- _Work task_
Please output exactly the run of lines that starts at the line with "the brown branch" and ends at the last line of the records below.

- _Supplied material_
———

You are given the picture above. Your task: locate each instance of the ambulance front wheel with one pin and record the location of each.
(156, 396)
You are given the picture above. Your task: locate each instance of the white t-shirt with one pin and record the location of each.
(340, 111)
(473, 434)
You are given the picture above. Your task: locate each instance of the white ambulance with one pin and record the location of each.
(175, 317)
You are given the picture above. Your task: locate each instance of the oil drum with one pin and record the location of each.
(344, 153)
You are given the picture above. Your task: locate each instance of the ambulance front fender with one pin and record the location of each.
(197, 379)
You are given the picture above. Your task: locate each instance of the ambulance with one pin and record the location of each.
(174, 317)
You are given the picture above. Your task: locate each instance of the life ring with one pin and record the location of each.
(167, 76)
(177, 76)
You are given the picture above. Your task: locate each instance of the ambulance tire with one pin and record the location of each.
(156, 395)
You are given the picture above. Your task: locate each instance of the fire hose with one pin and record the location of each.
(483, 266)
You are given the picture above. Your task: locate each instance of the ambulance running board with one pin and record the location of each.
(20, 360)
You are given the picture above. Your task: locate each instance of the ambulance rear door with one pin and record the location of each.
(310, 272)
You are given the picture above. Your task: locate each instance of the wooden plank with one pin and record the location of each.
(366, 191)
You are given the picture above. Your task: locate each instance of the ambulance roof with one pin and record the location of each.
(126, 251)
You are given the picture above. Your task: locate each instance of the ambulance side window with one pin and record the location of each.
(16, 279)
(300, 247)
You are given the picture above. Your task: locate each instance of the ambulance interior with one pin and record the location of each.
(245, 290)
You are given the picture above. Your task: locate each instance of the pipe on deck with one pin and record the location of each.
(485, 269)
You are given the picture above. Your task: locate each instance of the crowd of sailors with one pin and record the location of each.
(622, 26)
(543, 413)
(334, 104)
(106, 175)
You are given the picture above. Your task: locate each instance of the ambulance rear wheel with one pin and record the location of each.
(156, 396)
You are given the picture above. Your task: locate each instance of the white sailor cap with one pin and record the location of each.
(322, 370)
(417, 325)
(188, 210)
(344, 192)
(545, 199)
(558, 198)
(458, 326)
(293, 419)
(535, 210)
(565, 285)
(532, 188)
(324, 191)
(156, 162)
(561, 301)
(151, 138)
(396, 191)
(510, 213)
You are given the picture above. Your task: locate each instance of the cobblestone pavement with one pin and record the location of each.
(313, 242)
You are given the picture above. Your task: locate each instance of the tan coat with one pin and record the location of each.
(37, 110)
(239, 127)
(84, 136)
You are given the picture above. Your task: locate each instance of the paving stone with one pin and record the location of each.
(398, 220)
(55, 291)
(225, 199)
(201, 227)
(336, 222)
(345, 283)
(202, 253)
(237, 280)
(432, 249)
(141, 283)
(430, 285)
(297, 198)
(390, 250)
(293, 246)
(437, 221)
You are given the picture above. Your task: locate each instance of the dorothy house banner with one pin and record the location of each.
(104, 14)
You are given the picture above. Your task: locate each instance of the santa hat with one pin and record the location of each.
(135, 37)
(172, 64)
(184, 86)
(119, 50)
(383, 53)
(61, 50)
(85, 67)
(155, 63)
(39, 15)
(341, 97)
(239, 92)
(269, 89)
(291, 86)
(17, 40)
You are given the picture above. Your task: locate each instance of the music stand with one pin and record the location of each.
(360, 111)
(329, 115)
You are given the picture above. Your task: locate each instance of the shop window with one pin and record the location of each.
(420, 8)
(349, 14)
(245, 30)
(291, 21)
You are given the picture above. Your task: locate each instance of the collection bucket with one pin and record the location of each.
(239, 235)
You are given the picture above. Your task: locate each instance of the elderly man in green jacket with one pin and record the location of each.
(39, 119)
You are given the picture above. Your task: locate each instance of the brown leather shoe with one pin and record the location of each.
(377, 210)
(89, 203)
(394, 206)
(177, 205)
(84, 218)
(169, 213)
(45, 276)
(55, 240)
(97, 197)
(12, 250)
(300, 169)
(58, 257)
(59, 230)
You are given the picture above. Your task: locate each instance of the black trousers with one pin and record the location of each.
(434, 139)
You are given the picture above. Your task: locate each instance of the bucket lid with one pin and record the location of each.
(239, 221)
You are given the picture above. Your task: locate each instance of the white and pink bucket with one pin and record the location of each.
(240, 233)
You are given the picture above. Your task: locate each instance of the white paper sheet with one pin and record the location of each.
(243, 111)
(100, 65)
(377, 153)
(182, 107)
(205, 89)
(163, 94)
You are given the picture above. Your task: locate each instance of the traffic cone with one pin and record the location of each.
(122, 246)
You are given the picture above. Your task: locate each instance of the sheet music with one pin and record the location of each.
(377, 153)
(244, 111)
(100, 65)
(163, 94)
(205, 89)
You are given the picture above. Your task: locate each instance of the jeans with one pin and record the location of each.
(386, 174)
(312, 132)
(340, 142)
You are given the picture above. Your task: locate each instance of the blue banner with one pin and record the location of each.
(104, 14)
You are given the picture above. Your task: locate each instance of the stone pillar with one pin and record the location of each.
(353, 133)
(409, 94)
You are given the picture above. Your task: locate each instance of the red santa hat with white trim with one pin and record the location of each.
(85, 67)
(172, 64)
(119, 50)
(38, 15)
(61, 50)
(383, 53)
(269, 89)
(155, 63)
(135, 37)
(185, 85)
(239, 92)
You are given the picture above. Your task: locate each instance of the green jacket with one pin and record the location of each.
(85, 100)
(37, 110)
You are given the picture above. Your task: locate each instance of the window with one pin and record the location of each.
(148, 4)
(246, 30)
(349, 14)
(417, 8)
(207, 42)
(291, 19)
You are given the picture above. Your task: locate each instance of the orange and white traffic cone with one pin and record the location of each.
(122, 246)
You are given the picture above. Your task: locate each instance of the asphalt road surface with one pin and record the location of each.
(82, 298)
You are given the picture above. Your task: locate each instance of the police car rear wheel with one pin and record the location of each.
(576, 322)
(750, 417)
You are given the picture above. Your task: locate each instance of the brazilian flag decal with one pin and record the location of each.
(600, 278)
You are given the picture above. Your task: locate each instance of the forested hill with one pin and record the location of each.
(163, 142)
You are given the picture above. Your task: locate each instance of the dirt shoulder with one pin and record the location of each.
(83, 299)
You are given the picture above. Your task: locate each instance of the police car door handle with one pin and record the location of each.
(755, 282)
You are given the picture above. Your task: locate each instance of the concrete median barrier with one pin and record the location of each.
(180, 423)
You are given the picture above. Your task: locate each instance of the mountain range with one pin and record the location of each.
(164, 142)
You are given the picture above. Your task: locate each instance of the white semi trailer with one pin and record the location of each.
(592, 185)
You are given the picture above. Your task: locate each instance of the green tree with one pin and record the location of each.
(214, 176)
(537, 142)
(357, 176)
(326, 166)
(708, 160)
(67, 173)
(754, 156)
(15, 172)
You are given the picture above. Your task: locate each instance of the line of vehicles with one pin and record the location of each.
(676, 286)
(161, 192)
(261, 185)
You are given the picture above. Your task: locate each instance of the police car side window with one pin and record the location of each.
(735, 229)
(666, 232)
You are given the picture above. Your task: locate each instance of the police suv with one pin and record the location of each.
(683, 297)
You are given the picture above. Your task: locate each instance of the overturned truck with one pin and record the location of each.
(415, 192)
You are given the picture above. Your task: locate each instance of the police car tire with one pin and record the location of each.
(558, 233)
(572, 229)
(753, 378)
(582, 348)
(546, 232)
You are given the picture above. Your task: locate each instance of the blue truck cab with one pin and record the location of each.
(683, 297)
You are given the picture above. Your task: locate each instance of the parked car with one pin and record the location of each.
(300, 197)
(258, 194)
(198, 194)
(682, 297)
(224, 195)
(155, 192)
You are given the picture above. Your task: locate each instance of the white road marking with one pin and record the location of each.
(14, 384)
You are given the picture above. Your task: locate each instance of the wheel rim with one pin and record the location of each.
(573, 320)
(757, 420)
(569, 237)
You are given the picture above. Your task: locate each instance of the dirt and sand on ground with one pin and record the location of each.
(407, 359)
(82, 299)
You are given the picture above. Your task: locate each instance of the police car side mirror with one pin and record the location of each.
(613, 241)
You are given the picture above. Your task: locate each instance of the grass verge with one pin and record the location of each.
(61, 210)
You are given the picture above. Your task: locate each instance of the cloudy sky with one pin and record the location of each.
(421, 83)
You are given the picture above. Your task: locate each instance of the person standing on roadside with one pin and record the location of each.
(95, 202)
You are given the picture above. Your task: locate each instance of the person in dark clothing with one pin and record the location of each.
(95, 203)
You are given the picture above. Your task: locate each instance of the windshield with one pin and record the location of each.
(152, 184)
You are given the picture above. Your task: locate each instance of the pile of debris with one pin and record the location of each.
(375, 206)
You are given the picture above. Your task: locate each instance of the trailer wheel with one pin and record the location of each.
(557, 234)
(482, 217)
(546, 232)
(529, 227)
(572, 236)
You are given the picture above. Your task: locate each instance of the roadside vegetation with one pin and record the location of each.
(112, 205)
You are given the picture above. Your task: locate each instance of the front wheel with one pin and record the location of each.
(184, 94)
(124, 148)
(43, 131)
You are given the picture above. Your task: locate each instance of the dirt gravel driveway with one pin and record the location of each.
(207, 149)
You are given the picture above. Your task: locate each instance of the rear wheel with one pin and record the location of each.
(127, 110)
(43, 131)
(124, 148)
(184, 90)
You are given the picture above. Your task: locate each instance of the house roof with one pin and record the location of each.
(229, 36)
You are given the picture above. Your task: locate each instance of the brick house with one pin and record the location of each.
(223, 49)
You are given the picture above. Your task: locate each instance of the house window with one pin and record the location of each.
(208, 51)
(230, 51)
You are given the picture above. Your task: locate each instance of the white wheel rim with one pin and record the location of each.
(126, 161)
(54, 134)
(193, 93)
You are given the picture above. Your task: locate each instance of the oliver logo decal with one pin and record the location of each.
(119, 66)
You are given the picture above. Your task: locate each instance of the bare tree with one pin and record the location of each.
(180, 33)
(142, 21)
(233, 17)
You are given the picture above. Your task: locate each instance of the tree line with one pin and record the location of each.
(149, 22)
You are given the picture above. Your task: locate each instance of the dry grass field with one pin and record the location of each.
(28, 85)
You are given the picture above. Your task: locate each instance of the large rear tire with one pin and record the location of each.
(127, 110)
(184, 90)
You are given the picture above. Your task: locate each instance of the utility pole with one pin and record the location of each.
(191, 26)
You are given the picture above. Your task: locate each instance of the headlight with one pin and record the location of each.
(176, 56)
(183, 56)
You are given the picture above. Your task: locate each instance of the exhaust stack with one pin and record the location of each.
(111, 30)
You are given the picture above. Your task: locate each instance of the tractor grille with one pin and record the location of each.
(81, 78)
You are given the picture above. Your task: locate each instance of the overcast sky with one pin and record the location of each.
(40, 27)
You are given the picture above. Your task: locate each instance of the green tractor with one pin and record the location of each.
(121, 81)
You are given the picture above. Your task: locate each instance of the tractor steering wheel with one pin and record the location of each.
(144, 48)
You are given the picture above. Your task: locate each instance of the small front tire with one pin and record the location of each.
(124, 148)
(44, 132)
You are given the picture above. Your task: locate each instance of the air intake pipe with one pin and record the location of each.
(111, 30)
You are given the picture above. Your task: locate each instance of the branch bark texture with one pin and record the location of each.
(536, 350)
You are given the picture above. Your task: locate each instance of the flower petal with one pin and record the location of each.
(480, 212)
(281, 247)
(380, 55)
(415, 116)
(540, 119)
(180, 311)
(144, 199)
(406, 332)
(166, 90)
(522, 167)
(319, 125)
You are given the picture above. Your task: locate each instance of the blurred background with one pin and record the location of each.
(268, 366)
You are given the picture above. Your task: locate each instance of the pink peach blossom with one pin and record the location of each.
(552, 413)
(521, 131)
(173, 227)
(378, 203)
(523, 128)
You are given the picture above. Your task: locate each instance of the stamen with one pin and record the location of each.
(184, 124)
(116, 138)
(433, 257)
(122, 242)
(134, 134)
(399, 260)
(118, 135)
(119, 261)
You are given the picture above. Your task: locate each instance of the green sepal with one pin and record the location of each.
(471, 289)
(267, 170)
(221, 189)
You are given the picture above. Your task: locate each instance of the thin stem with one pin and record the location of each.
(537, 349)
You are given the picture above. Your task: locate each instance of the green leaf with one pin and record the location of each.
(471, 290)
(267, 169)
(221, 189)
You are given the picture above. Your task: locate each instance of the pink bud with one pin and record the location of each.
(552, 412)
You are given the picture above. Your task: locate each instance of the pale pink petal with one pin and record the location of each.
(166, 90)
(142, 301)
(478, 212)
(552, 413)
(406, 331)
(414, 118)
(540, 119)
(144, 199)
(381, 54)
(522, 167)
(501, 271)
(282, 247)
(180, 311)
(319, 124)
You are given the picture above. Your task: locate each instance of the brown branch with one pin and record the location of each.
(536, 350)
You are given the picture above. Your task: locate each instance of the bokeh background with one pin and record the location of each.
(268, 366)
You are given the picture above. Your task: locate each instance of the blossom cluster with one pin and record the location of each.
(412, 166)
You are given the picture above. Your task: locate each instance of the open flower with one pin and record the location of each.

———

- _Answer box_
You are given the picture above. Your task: locate each instance of the brown branch with one pin and record the location of each.
(536, 350)
You are given the picture above. Your task: locate each instance of the bokeh background with one pin and record the location of each.
(268, 366)
You are given the picture above. Your task: locate each instance of the blossom cluster with one pin and record the location of each.
(412, 166)
You are given the picture above. Your task: locate each instance of the open flower with one pin and record the location of each.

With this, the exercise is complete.